> [Exercício 1]: Copie do texto sobre André Fernandes o trecho entre "Além disso, Fernandes" e "pública do estado.", inclusive.
> [Exercício 2]:
Responda com base no texto sobre André Fernandes:
(a) Qual foi o valor da indenização que Fernandes foi condenado a pagar em 2021?
(b) Que órgão arquivou o caso em que Fernandes era acusado de incitar os atos de 8 de janeiro de 2023?
(c) Segundo o post de Fernandes, quem estaria pressionando profissionais a registrar a Covid-19 nos atestados de óbito?

> [Texto da página]:
※
Fernandes também se envolveu em diversas polêmicas relacionadas à pandemia de Covid-19. Ele usou as redes sociais para levantar suspeitas sobre a veracidade dos dados de óbitos, acusando médicos e profissionais de saúde de inflarem os números de mortes pela doença. Em um de seus posts mais controversos, Fernandes afirmou que o secretário de Saúde do Ceará, Dr. Cabeto, estaria pressionando profissionais para inserirem a Covid-19 como causa de morte nos atestados de óbito. A acusação, claro, veio sem provas e gerou indignação entre os profissionais da saúde. Médicos do estado chegaram a organizar um abaixo-assinado pedindo a cassação de seu mandato.
Além disso, Fernandes foi condenado em 2021 a pagar uma indenização de R$ 50 mil à jornalista Patrícia Campos Mello, da Folha de S. Paulo, após ataques machistas que ele fez em suas redes sociais. Nesse mesmo ano, o Ministério Público do Ceará também o investigou por prática de nepotismo, após a nomeação de dois parentes para cargos em seu gabinete na Assembleia Legislativa do Ceará.
Esses episódios de fake news e suas repetidas acusações infundadas levaram Fernandes a ser classificado como um dos maiores propagadores de desinformação no Ceará. Suas postagens frequentes e, muitas vezes, sem embasamento levaram plataformas como o Instagram a classificarem algumas de suas publicações como “informações falsas”, incluindo dados enganosos sobre a saúde pública do estado.
Acusações de Golpismo e Moderação no Discurso
André Fernandes também esteve sob investigação após os ataques de 8 de janeiro de 2023, quando apoiadores radicais de Jair Bolsonaro invadiram as sedes dos Três Poderes em Brasília, inconformados com o resultado das eleições presidenciais que levaram Lula de volta ao poder. Fernandes, por sua vez, foi acusado de incitar os atos, mas a Procuradoria-Geral da República acabou arquivando o caso por falta de provas.
Com todas essas controvérsias no currículo, Fernandes parece, em certos momentos, tentar distanciar-se da imagem mais radical que construiu ao longo dos últimos anos. Durante a campanha para a prefeitura de Fortaleza, por exemplo, ele tem moderado seu discurso e evitado menções explícitas ao ex-presidente Jair Bolsonaro, de quem é um fiel aliado durante todo o mandato. A estratégia parece ser uma tentativa de ampliar seu eleitorado, focando em pautas mais populares e menos polarizadas.
※
> [Itens fornecidos]:
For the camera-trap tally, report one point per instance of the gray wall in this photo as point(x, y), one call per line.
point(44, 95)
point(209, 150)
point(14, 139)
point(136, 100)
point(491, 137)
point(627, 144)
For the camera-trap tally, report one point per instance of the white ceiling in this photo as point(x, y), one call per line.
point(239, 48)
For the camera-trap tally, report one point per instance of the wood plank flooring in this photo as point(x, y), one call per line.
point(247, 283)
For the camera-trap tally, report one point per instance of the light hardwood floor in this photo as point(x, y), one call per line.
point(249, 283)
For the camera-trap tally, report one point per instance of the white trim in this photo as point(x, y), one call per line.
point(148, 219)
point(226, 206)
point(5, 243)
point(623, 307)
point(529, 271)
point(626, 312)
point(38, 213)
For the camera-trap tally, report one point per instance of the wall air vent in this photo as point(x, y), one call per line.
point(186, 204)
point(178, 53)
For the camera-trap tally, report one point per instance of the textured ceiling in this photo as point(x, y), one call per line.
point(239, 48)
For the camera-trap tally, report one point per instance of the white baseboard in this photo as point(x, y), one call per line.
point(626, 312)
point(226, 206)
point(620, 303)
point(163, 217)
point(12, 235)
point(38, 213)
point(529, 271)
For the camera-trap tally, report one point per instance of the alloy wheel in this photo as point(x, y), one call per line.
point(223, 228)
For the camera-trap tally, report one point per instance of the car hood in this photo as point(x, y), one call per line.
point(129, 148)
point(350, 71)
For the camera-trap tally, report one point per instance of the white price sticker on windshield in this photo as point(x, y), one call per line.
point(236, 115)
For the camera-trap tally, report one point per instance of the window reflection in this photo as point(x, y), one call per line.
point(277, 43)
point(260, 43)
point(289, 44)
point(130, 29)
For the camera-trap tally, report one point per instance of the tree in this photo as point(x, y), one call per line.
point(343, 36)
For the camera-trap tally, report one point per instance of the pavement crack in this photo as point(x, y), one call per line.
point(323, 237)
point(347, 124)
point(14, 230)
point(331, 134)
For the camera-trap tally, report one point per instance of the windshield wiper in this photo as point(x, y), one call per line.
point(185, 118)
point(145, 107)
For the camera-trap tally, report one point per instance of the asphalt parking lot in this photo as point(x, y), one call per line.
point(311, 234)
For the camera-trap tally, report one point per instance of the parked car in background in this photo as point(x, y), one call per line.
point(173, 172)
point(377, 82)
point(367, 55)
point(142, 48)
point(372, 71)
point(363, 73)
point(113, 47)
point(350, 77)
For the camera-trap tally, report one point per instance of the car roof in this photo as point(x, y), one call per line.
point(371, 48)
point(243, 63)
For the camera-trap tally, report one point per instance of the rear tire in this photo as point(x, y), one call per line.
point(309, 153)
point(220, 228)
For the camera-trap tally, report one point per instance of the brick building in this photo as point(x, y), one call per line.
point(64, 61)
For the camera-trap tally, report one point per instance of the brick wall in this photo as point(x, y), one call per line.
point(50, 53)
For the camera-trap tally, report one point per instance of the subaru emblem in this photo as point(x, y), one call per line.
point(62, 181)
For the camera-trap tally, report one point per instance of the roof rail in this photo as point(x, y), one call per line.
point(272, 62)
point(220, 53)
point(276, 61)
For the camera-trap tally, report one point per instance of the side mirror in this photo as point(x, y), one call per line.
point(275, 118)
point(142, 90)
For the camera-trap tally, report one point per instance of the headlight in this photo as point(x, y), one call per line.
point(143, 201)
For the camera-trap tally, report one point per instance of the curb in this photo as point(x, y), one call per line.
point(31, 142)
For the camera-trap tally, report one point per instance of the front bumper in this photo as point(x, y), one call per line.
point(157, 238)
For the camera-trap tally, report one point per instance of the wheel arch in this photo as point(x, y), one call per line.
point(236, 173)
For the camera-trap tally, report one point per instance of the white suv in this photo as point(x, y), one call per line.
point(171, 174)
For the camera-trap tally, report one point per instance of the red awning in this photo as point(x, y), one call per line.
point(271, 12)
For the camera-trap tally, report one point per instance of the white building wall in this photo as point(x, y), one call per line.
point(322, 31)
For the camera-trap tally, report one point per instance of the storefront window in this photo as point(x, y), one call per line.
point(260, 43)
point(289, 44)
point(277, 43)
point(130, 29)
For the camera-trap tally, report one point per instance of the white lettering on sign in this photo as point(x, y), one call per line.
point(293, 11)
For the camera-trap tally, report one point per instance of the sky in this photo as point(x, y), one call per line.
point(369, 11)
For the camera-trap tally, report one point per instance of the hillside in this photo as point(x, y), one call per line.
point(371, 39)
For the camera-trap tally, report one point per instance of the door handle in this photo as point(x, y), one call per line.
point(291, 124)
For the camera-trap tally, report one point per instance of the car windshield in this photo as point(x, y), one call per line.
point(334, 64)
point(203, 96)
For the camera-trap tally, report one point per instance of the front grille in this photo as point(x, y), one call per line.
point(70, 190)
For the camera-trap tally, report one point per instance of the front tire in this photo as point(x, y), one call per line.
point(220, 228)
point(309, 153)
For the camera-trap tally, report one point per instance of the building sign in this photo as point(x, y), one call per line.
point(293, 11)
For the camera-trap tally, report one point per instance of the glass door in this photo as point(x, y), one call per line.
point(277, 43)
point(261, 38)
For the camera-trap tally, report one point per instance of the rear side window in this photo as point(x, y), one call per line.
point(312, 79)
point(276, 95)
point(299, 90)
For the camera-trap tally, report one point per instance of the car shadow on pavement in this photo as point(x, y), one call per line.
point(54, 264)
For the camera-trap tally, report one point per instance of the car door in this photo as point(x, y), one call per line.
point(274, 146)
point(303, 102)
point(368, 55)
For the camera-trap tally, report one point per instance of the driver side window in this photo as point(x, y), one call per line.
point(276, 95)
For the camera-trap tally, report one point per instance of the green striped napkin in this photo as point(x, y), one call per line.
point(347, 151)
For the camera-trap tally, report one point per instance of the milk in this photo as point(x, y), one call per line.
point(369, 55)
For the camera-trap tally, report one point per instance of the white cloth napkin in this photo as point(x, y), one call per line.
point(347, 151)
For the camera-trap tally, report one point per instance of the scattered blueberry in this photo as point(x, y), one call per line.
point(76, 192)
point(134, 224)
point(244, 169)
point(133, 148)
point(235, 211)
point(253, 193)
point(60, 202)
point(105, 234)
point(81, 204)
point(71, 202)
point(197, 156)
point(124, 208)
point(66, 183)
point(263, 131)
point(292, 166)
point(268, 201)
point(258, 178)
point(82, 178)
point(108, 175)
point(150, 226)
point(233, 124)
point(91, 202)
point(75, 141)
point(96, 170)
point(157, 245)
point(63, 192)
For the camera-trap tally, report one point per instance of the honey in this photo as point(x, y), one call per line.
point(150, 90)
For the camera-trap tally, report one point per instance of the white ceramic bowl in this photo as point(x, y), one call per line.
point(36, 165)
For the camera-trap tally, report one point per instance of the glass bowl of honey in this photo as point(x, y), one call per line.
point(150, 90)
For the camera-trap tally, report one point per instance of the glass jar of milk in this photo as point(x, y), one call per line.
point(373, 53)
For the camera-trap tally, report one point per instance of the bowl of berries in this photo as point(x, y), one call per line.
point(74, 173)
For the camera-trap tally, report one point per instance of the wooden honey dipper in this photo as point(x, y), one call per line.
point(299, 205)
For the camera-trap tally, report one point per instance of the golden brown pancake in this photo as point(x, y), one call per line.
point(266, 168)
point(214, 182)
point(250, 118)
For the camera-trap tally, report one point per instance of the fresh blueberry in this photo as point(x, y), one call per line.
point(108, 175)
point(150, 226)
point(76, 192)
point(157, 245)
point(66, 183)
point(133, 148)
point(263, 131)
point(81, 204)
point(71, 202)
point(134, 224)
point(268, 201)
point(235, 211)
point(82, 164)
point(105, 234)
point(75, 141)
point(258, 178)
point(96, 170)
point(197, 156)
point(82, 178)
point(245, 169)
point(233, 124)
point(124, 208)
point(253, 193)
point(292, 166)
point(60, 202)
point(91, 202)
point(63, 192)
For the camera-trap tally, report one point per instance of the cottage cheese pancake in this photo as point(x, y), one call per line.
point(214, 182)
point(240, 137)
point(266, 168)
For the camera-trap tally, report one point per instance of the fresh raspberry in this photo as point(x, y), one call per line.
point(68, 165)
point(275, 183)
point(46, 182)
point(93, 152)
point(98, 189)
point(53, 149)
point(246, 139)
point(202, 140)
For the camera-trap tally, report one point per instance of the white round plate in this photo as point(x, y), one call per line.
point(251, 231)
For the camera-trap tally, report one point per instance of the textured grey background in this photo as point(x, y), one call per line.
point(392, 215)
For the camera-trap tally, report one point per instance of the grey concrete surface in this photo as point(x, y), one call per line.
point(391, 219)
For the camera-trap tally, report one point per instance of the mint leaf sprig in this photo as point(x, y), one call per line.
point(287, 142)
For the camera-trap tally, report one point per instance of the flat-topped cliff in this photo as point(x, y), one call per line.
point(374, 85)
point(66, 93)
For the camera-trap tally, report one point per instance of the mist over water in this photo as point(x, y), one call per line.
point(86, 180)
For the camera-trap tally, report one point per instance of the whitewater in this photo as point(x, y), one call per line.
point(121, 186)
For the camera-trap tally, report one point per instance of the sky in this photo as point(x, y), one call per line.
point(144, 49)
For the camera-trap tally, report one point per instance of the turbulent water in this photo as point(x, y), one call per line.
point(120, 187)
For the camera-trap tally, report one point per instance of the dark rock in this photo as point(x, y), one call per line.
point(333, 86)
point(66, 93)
※
> [Resposta do exercício 1]:
Além disso, Fernandes foi condenado em 2021 a pagar uma indenização de R$ 50 mil à jornalista Patrícia Campos Mello, da Folha de S. Paulo, após ataques machistas que ele fez em suas redes sociais. Nesse mesmo ano, o Ministério Público do Ceará também o investigou por prática de nepotismo, após a nomeação de dois parentes para cargos em seu gabinete na Assembleia Legislativa do Ceará.
Esses episódios de fake news e suas repetidas acusações infundadas levaram Fernandes a ser classificado como um dos maiores propagadores de desinformação no Ceará. Suas postagens frequentes e, muitas vezes, sem embasamento levaram plataformas como o Instagram a classificarem algumas de suas publicações como “informações falsas”, incluindo dados enganosos sobre a saúde pública do estado.

> [Resposta do exercício 2]:
(a) R$ 50 mil.
(b) A Procuradoria-Geral da República.
(c) O secretário de Saúde do Ceará, Dr. Cabeto.